┌─ 抜粋文

センサーや産業用設備などをネットワークで接続し、機器同士がデータを交換することで高度な制御を実現しようという「M2M(マシン・ツー・マシン)」。この用途を狙ったクラウドコンピューティング環境「M2Mクラウド」が、立ち上がろうとしている。

 東日本大震災以降の電力危機から世間の注目を集めているスマートグリッド(次世代送電網)も、スマートメーターという機器をネットワークで接続するという意味ではM2Mクラウドのアプリケーションの一つといえる。M2Mクラウドは、より快適で安心・安全な生活環境を提供するスマートシティのIT(情報技術)インフラになるのである。

無線環境の広がりがM2Mを現実解に

 M2Mでネットワーク接続される「機器」としては、大きなものから豆粒のようなデバイスまで実に様々なものが想定されている。例えば、工場の生産設備やビルの空調設備、監視カメラや各種のセンサー、RFID(無線ICタグ)などである。

 このM2Mの実現に向けて、各種のセンサーなどが測定した大量のデータを収集・管理するためのコンピューティング環境を提供するのがM2Mクラウドだ。国内IT大手が、その立ち上げを急いでいる(表1)。富士通の「コンバージェンスサービス」や、NECの「M2Mサービスプラットフォーム」、NTTデータの「M2Mプラットフォームサービス(仮称)」である。それぞれ今夏~2011年度内のサービス開始を目標としている。

表1●M2Mを対象に投入準備が進むプラットフォームサービスの例
ベンダー名
サービス名
概要
開始時期
富士通コンバージェンスサービス大量データを分析し、リアルタイムに活用するためのクラウド基盤。各種のセンサーなどで収集したデータを蓄積し、オープンインタフェースを介して各種のアプリケーションが利用しやすい形で提供する。この基盤上に、業種別・業務別のサービスを、顧客企業などと連携しながら構築していく。第1弾として、位置情報と組み合わせたデータ活用のための「SPATIOWL(スペーシオウル)」を提供するSPATIOWLの提供は2011年7月
NECM2Mサービスプラットフォーム企業や通信事業者がM2Mサービスを始める際に必要な基本機能をパッケージ化したもの。M2Mサービスに接続する各種のセンサーや自動販売機などの認証・制御や、各機器からのデータ収集・蓄積機能、セキュリティー機能などを提供する。サービス事業者に提供するほか、NEC自身も、このプラットフォームを使ったクラウド事業を展開する予定同プラットフォームを使ったサービス事業者が2011年度上半期に開始する予定
NTTデータM2Mプラットフォームサービス(仮)各種センサーや機器をネットワークでつなぎ、収集したデータをセキュアに管理・運用するためのプラットフォーム。インテリジェントビル管理、電気自動車(EV)の充電インフラ、橋梁モニタリングなど、これまで個別に構築してきたアプリケーションが共通に利用できるように、共通アーキテクチャーを定める2011年度中にも開始したい考え

 M2Mクラウドは、接続される機器やセンサーの認証、セキュリティーの確保といった機能を備える。大量のデータを蓄積して後から分析するだけでなく、「今、起こっていること」にも対応するためにリアルタイムにデータを処理する機能や、その分析結果による制御指令の送出までを自動的に処理するワークフロー機能も装備している。

└─

課題
上のM2Mクラウドの文章のうち、「センサーや産業用設備などをネ」から「術)インフラになるのである。」までを全部、一字も変えずに書き出してください。

┌─ データ記録

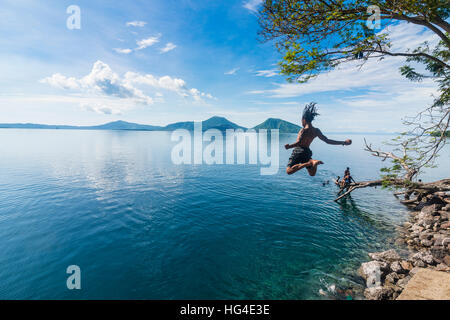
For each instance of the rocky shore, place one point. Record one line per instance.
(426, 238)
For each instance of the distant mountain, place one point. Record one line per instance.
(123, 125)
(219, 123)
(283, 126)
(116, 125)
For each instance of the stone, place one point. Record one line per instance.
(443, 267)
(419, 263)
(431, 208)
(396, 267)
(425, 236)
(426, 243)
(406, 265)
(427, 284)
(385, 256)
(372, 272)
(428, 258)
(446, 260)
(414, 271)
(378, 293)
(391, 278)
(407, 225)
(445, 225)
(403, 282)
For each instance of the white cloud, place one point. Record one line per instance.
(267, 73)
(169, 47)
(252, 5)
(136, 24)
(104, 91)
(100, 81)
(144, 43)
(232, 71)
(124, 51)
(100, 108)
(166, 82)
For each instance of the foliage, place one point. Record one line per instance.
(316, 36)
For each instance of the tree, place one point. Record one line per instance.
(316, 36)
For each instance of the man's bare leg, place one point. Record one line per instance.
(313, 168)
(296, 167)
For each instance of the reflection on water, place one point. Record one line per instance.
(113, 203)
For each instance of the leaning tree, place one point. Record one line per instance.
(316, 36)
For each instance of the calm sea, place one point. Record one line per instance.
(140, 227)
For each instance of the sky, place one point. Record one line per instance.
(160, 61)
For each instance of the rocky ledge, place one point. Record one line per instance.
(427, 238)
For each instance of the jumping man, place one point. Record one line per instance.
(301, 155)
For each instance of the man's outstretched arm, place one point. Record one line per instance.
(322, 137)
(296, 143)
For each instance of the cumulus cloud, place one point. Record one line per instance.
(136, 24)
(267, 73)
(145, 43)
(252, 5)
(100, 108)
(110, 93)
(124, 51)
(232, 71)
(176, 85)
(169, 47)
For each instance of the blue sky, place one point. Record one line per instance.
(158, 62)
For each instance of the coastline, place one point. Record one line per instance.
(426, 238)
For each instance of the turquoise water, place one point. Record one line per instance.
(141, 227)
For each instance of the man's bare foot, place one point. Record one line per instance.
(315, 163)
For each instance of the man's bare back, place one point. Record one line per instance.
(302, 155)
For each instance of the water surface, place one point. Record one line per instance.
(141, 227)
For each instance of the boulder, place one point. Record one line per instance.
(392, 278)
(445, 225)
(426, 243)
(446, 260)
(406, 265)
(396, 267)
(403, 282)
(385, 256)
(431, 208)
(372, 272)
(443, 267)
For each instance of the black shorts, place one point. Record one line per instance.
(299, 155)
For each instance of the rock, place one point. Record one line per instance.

└─

最終結果
センサーや産業用設備などをネットワークで接続し、機器同士がデータを交換することで高度な制御を実現しようという「M2M(マシン・ツー・マシン)」。この用途を狙ったクラウドコンピューティング環境「M2Mクラウド」が、立ち上がろうとしている。

 東日本大震災以降の電力危機から世間の注目を集めているスマートグリッド(次世代送電網)も、スマートメーターという機器をネットワークで接続するという意味ではM2Mクラウドのアプリケーションの一つといえる。M2Mクラウドは、より快適で安心・安全な生活環境を提供するスマートシティのIT(情報技術)インフラになるのである。